What you need to do:
Copy each of the following lines verbatim, without changing any character.
begin Source material
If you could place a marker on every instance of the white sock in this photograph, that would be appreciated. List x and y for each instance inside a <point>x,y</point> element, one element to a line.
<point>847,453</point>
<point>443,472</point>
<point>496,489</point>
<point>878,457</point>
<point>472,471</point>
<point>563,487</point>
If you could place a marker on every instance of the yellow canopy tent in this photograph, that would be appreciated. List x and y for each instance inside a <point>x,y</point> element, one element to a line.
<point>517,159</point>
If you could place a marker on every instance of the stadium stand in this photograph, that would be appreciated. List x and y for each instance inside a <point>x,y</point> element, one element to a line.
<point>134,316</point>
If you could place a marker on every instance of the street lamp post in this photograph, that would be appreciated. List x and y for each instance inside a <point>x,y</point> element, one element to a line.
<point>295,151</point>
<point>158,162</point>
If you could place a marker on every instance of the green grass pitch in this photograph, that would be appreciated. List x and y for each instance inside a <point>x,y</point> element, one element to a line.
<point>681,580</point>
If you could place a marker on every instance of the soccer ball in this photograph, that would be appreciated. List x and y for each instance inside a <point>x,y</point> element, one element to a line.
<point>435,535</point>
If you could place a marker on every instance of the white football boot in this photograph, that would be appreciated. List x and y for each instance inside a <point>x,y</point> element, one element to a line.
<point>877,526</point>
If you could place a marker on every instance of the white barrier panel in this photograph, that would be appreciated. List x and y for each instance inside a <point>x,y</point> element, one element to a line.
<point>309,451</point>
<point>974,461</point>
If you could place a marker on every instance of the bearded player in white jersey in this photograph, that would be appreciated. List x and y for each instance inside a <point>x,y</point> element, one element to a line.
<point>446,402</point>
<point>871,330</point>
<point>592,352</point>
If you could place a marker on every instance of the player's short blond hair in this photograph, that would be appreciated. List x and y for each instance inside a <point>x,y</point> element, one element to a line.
end Source material
Final result:
If you could place a marker on every instance of the white sock in this photograph, that would be appreciated. List x and y for each instance inside a <point>x,y</point> element, one element to a line.
<point>847,453</point>
<point>443,472</point>
<point>496,489</point>
<point>878,457</point>
<point>472,471</point>
<point>563,487</point>
If you could place a marker on every instance of the yellow canopy tent in this photograph, that would be appreciated. List x and y for each instance inside a <point>x,y</point> element, one element to a line.
<point>517,159</point>
If you could place a marker on every instance of the stadium stand in this photograph, that would be appreciated. List x and y for each instance inside a <point>x,y</point> element, one element to a line.
<point>134,316</point>
If you could place a marker on every instance of the street lamp post in this photograph, that would be appreciated. List x and y for each instance inside a <point>x,y</point> element, one element to a line.
<point>295,151</point>
<point>158,162</point>
If you could place a marker on every instance of the green grass pitch in this photograph, that would be appreciated. List x and y for each instance inside a <point>x,y</point> element, one element to a line.
<point>681,580</point>
If you could place a marker on every instance of the soccer ball in this photograph, that would be appreciated. List x and y for each instance inside a <point>x,y</point> element, one element to a line.
<point>435,535</point>
If you could place a marker on every instance of the white football boot in this photograph, that would be appreciated. List x and y for each instance inside a <point>x,y</point> element, one element to a line.
<point>877,526</point>
If you could place a marker on every instance of the white barrier panel in this photograph, that would be appreciated. List x and y for each instance inside a <point>x,y</point> element, one element to a line.
<point>309,451</point>
<point>974,461</point>
If you could place a marker on every instance of the bearded player in white jersey in this photograph, that would be appreciated. List x and y for each instance inside a <point>x,y</point> element, one element to a line.
<point>446,402</point>
<point>871,330</point>
<point>592,352</point>
If you could place a marker on every instance of the player's short blond hair in this photograph, that would be appreciated. List x and y for each instance inside a <point>x,y</point> element, one element to a line.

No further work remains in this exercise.